Aim: Find every line in the data below that contains the word "doorway" and copy each of those lines. Case counts.

● ● ● ● ● ● ●

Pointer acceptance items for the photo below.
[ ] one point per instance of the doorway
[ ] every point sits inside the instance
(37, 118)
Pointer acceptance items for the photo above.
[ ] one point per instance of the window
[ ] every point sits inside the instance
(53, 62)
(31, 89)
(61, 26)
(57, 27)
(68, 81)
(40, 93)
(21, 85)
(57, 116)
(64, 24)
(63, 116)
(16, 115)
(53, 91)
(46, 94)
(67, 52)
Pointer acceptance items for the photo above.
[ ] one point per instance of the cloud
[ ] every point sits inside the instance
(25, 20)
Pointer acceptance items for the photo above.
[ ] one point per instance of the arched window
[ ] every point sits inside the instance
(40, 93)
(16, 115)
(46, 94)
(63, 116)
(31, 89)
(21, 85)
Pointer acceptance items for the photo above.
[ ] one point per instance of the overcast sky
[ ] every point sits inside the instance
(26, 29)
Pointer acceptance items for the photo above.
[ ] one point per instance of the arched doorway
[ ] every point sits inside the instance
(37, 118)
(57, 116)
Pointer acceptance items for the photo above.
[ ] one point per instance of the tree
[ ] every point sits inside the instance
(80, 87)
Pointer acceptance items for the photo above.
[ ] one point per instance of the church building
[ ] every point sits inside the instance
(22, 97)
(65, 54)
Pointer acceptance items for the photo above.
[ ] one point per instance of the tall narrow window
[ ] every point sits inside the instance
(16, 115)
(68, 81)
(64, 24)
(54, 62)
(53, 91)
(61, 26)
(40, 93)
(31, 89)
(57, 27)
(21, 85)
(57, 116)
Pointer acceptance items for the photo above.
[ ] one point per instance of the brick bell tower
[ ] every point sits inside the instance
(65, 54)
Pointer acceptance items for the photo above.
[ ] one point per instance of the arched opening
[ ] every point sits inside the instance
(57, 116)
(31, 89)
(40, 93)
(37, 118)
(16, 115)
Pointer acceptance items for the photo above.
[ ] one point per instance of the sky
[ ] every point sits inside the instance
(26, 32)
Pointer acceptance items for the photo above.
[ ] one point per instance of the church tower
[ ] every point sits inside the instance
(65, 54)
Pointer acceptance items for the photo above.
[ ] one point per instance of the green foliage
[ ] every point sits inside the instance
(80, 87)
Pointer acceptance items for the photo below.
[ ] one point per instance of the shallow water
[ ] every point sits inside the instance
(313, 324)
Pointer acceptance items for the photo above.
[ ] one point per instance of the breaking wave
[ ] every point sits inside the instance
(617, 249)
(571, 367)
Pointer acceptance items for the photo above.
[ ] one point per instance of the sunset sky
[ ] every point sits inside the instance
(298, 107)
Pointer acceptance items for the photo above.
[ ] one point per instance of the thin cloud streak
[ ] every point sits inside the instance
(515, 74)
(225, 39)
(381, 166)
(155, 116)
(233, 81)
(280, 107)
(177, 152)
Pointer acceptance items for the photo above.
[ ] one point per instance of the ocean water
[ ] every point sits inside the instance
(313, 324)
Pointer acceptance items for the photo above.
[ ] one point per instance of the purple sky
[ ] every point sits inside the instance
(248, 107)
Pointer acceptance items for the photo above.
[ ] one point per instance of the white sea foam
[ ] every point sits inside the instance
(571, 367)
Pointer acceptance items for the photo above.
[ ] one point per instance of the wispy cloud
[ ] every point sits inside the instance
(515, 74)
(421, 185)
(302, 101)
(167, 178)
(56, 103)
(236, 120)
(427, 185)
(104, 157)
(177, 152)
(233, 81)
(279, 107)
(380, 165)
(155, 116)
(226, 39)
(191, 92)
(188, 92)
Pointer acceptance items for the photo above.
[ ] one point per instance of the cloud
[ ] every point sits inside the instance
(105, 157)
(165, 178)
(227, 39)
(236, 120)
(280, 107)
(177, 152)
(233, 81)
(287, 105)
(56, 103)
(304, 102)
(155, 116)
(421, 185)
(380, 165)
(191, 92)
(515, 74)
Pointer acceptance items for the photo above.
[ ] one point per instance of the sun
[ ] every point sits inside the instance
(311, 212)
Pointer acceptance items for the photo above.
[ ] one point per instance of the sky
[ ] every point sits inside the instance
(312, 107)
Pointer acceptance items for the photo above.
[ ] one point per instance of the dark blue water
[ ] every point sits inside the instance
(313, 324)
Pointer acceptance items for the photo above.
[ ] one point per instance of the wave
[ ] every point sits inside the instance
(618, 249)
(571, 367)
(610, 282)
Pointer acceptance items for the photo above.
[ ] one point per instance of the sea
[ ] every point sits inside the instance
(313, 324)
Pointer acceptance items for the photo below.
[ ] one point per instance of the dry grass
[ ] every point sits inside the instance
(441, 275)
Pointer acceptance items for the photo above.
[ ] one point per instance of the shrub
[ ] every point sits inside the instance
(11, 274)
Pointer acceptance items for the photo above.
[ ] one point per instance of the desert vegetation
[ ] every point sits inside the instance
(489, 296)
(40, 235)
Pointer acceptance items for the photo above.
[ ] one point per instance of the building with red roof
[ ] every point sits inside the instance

● ● ● ● ● ● ●

Correct answer:
[ ] one point per instance of the doorway
[ ] one point per instance of the arched doorway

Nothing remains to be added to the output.